▶ **Excerpted passage**:
- - - - -

Soil NO3, NH4+ and N2O emissions are shown as arithmetic means ± SE. Cumulative N2O emissions were obtained by linear interpolation between sampling dates and integration of area under the interpolated fluxes. The cumulative data of the 7-months period following harvest were tested for homogeneity of variance (Levene’s test) and normal distribution (Shapiro-Wilk test). Then the differences among fertilizer levels were assessed by performing one-way ANOVA with Tukey’s test, and differences among years were assessed by performing a t-test. Statistical significance was considered as p < 0.05. For the correlation of non-parametric N2O fluxes with soil NH4+, NO3, WFPS and air temperature, Spearman correlations were calculated with * standing for p < 0.05 and ** for p < 0.001.

For statistical analysis of the split-plot design of the field experiment, a mixed model with repeated measurements with heterogeneous autoregressive structure was set up to test for significant differences in fertilizer rate and residue application for each period (2013/2014 and 2014/2015). Significant differences among treatments were based on Tukey’s tests. For computing, the software SAS v. 9.3 (SAS Institute Inc., Cary, North Carolina, United States) was used.

- - - - -

▶ **Listed records**:
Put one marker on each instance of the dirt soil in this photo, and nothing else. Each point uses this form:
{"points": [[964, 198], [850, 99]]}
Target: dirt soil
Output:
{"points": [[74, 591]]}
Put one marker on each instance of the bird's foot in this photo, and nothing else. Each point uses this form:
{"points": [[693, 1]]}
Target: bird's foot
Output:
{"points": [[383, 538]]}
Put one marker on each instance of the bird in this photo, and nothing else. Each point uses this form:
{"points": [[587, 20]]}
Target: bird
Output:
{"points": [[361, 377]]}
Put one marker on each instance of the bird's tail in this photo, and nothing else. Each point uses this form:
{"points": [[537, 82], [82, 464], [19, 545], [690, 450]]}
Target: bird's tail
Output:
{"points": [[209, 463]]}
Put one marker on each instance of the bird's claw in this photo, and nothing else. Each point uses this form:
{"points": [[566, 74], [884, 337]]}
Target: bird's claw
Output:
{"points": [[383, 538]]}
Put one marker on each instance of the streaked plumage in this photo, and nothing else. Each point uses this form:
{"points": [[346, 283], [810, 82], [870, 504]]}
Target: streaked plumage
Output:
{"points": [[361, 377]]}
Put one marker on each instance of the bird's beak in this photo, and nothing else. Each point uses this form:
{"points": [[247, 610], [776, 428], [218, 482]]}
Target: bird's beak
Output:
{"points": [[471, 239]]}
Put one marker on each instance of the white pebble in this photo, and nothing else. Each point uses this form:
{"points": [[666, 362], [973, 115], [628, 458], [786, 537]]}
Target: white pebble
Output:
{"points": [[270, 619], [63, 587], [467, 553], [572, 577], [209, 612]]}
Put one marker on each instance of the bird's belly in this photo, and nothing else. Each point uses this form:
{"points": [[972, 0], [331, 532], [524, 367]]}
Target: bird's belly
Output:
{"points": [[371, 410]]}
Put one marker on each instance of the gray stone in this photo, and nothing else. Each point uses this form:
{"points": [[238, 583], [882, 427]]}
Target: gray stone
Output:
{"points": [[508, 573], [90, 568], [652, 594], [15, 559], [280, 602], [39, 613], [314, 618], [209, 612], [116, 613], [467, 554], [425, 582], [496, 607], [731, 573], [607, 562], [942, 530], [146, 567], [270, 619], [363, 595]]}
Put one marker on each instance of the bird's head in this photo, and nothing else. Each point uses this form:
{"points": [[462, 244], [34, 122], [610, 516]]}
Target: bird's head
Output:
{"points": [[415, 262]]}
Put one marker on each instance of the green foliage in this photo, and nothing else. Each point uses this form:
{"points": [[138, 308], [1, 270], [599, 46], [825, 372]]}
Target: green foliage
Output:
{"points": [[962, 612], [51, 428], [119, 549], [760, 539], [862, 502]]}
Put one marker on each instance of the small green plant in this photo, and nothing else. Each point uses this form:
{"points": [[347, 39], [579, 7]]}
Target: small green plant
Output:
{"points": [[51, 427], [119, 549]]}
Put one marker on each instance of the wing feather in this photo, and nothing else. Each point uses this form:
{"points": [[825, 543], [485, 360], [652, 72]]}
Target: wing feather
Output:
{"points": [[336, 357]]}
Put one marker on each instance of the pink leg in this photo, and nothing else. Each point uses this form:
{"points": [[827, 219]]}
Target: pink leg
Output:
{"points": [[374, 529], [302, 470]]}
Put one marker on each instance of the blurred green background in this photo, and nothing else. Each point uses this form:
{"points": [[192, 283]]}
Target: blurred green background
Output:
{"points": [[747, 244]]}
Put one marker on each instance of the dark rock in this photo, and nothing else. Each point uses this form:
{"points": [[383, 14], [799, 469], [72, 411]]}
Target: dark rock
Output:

- - - - -

▶ **Exercise requirements**:
[1] Reproduce the statistical methods passage verbatim from "For statistical analysis" to "States) was used.".
[2] List every statistical test that the statistical methods passage explicitly calls a test.

▶ **Solutions to the problems**:
[1]
For statistical analysis of the split-plot design of the field experiment, a mixed model with repeated measurements with heterogeneous autoregressive structure was set up to test for significant differences in fertilizer rate and residue application for each period (2013/2014 and 2014/2015). Significant differences among treatments were based on Tukey’s tests. For computing, the software SAS v. 9.3 (SAS Institute Inc., Cary, North Carolina, United States) was used.

[2]
Levene's test
Shapiro-Wilk test
Tukey's test
t-test